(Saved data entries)
——

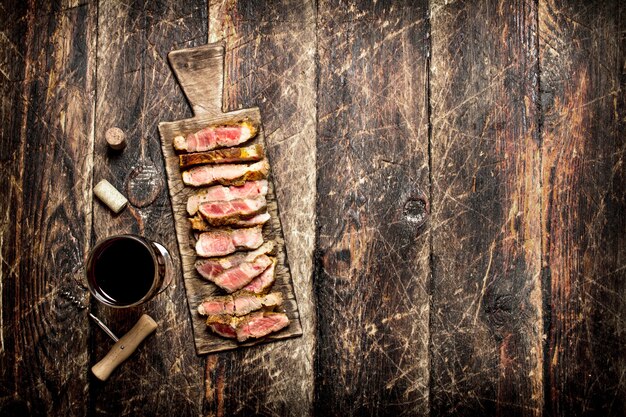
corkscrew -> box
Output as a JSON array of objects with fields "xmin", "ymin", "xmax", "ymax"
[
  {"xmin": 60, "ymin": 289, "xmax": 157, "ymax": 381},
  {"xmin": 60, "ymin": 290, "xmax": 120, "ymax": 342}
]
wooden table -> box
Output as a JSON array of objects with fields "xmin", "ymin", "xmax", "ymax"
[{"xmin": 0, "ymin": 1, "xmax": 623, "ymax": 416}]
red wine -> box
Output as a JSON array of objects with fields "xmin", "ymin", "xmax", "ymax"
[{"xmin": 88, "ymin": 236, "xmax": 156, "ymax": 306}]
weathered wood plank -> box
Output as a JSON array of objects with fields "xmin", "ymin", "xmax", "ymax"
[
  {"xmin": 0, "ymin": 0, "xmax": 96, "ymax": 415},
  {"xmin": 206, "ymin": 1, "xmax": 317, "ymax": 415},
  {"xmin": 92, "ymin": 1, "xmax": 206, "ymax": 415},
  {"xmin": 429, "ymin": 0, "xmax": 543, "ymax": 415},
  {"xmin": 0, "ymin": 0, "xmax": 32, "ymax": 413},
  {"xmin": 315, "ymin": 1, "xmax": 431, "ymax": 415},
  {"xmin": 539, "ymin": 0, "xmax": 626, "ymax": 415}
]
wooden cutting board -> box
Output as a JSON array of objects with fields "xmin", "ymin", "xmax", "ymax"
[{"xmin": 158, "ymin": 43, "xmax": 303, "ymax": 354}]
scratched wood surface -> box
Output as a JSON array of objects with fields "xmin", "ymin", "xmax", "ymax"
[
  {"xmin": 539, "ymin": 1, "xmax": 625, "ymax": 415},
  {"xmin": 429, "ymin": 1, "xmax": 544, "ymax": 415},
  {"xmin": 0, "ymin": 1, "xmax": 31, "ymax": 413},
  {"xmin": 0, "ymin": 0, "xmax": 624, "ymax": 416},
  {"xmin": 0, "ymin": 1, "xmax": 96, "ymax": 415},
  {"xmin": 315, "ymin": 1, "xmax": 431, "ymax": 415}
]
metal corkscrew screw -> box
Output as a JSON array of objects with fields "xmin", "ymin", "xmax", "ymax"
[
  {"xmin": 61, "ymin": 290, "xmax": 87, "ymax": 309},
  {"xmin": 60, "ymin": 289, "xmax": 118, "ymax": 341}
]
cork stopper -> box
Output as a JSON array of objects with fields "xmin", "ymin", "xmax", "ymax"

——

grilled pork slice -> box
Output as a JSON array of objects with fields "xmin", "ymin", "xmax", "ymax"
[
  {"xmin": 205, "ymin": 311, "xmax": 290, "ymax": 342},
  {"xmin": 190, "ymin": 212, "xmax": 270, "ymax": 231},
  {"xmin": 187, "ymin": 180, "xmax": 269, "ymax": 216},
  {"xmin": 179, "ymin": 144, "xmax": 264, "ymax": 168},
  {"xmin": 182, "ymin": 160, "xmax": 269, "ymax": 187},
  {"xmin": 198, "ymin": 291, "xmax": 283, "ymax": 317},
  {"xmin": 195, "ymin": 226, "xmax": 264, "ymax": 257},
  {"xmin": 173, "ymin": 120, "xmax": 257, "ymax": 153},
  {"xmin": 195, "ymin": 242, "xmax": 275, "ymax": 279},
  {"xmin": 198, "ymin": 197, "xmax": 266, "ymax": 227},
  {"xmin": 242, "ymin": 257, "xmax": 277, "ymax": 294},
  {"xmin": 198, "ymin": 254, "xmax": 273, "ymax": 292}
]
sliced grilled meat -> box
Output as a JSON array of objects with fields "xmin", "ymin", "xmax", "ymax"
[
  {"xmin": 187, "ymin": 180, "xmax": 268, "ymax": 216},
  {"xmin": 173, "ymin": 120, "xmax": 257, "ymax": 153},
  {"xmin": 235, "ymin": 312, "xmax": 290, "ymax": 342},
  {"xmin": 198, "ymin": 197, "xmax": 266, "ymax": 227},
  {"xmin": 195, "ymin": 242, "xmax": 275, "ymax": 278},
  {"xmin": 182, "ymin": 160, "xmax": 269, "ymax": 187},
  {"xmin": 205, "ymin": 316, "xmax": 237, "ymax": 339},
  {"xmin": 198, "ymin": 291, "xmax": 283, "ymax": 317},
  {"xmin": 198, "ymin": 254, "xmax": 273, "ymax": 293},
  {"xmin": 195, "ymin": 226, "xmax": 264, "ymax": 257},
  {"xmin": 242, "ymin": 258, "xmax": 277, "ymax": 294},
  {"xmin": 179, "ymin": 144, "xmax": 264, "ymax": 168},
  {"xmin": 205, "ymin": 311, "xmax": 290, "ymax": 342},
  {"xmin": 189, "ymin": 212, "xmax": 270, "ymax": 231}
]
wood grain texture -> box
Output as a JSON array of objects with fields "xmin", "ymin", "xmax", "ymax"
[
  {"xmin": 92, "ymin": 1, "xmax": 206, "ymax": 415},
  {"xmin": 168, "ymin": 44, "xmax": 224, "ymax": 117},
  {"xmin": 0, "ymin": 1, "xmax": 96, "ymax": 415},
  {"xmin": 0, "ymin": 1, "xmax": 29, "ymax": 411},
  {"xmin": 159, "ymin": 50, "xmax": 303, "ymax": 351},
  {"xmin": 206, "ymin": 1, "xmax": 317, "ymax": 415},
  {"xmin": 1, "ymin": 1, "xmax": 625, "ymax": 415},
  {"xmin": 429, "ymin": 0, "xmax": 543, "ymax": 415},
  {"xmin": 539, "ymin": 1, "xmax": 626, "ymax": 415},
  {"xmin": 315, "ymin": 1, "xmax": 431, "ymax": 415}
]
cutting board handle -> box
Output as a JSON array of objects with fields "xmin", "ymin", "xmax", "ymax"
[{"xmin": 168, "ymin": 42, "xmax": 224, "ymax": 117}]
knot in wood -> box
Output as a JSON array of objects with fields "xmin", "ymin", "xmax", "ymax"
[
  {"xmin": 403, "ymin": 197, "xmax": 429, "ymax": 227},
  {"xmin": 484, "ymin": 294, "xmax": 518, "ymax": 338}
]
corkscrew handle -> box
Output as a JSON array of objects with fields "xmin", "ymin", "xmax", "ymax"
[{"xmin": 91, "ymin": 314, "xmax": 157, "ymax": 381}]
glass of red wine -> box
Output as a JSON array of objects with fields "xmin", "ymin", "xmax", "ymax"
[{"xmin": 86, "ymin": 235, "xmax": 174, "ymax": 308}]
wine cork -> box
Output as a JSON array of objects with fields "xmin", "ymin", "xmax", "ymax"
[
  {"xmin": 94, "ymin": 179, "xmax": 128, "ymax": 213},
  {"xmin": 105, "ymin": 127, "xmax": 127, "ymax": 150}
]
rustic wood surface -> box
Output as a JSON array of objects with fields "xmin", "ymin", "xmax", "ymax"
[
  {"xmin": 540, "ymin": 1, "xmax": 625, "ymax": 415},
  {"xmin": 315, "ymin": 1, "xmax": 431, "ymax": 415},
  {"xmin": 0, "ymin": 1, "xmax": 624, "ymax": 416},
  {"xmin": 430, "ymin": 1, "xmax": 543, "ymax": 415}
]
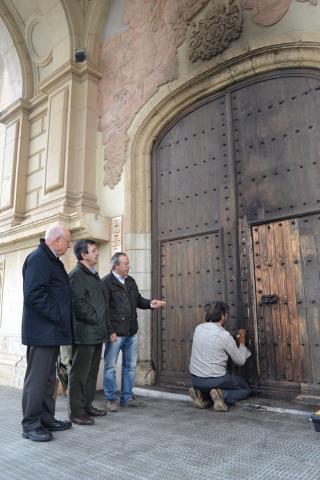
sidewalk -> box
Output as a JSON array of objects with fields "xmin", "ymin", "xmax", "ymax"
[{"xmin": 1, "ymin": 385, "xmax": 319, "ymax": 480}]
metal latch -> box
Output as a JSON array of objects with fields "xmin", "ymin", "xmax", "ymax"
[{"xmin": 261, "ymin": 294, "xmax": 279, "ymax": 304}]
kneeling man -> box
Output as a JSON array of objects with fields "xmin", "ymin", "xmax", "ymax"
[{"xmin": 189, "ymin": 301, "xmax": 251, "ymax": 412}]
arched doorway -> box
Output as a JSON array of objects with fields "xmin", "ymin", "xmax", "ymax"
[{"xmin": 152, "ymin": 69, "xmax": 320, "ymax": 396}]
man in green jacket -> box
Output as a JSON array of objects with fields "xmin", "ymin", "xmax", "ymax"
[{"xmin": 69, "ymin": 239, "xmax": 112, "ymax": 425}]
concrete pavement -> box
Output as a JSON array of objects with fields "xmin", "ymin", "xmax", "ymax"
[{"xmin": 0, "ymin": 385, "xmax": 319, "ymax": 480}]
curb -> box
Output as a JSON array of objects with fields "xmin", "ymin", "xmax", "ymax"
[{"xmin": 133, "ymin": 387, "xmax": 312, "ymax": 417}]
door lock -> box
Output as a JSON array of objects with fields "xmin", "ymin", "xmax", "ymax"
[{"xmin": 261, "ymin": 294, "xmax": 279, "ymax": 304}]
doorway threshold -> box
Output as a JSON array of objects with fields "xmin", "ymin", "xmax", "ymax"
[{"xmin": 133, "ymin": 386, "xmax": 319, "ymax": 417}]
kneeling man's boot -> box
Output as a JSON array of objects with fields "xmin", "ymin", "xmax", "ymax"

——

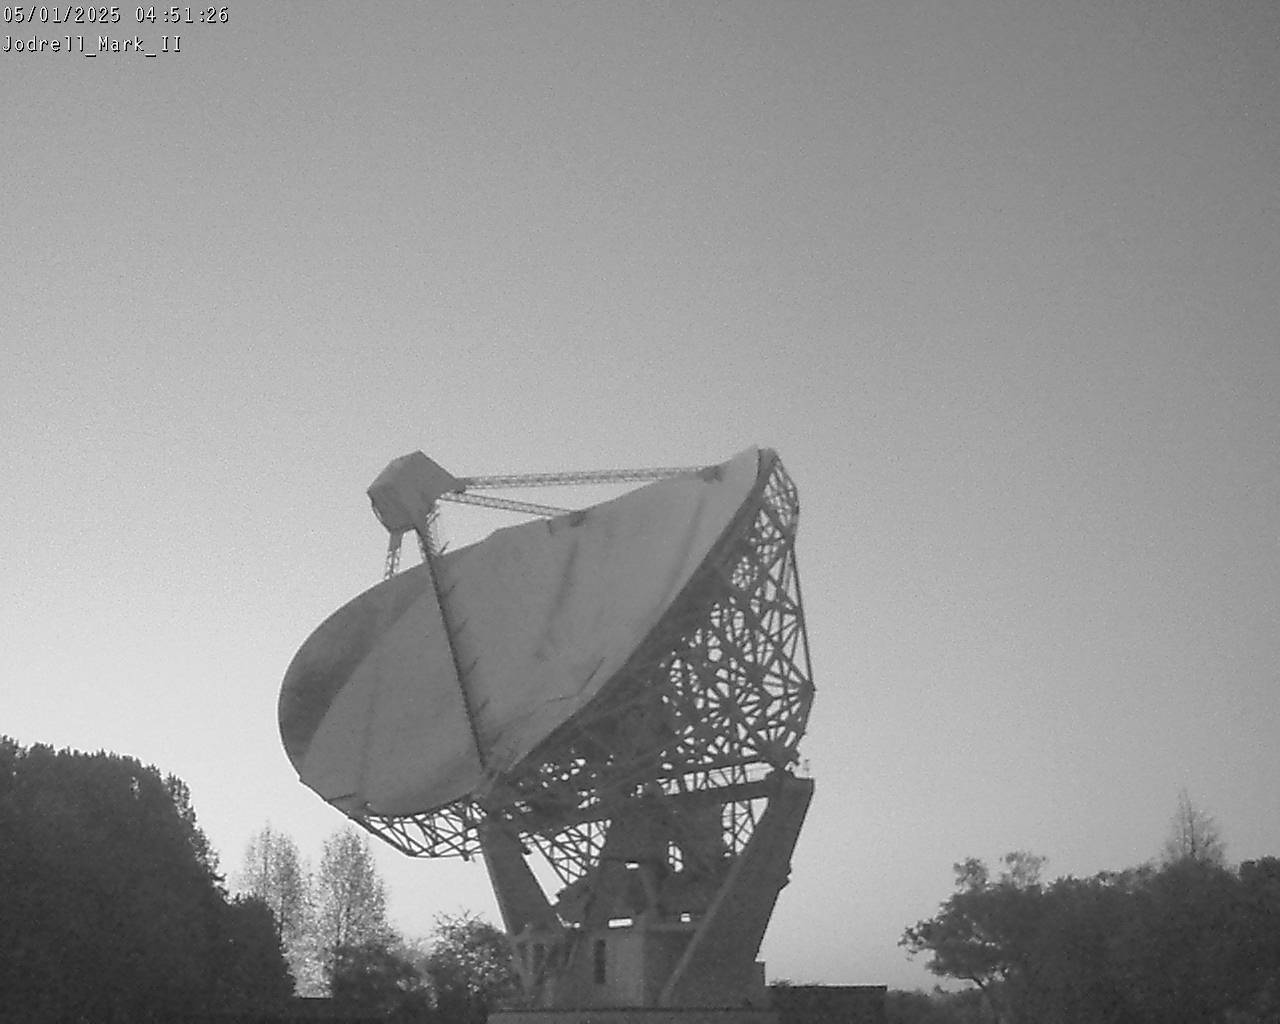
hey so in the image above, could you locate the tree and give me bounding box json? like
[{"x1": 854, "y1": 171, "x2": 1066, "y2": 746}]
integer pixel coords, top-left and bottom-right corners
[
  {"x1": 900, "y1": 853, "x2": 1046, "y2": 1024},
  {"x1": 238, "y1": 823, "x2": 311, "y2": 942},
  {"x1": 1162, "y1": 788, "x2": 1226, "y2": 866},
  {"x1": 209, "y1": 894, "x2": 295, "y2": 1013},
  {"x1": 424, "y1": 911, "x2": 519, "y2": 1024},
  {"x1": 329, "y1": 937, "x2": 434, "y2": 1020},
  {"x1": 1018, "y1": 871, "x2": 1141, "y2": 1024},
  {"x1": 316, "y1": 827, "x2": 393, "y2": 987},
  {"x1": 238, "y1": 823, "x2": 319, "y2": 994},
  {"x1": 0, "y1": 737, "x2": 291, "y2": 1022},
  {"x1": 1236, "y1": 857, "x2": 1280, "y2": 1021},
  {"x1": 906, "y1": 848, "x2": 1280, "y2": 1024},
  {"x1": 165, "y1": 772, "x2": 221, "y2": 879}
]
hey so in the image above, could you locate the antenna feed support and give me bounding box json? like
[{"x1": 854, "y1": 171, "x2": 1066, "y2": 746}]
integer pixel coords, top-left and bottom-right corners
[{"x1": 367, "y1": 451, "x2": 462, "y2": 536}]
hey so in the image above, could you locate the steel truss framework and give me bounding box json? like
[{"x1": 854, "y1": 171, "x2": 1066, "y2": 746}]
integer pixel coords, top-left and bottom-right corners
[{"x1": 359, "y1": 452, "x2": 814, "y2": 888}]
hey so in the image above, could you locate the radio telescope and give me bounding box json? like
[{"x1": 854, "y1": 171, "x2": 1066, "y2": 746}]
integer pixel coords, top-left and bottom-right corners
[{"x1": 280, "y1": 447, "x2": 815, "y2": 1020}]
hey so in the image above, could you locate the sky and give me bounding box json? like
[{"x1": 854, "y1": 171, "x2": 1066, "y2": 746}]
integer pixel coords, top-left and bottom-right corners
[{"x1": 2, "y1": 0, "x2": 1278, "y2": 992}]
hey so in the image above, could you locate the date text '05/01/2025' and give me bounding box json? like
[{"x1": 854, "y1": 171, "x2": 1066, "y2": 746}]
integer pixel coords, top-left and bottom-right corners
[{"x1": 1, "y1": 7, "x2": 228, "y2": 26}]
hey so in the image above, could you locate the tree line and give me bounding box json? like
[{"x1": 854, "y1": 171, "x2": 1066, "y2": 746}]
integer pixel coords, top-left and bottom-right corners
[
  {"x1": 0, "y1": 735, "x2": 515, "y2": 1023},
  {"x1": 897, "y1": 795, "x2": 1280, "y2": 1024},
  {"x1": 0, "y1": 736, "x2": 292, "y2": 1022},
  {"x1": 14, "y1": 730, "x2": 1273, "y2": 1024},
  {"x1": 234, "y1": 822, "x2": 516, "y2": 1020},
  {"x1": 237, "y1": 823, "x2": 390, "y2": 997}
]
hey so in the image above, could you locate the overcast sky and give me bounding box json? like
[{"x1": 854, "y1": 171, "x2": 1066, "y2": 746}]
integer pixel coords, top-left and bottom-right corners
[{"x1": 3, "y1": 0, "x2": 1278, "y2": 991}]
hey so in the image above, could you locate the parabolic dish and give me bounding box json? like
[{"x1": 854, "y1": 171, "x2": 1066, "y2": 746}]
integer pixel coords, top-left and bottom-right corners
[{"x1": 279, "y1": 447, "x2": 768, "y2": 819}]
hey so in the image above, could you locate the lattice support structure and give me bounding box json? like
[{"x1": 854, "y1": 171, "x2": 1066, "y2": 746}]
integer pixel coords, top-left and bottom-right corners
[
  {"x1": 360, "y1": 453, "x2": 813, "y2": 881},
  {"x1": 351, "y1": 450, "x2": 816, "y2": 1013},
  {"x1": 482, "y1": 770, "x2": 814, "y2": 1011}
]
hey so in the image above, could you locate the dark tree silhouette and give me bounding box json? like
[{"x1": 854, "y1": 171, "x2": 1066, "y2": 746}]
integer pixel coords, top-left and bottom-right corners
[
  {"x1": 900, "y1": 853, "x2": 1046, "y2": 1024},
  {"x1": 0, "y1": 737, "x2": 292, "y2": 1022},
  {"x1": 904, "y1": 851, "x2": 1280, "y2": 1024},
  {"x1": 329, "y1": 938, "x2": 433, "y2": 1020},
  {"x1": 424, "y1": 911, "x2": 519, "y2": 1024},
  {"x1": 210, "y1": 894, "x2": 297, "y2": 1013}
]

——

_THE TASK_
Would you copy out exactly the lines above that start at the one containing "sidewalk -> box" and end at the one containing "arched doorway -> box", inclusive?

_SOLUTION_
sidewalk -> box
Output as a JSON array of objects with fields "xmin", "ymin", "xmax", "ymax"
[{"xmin": 1, "ymin": 385, "xmax": 319, "ymax": 480}]
metal latch -> box
Output as a JSON array of objects with fields "xmin", "ymin", "xmax", "ymax"
[{"xmin": 261, "ymin": 294, "xmax": 279, "ymax": 304}]
kneeling man -> box
Output as a JSON array of objects with fields "xmin", "ymin", "xmax", "ymax"
[{"xmin": 189, "ymin": 301, "xmax": 251, "ymax": 412}]
arched doorway -> box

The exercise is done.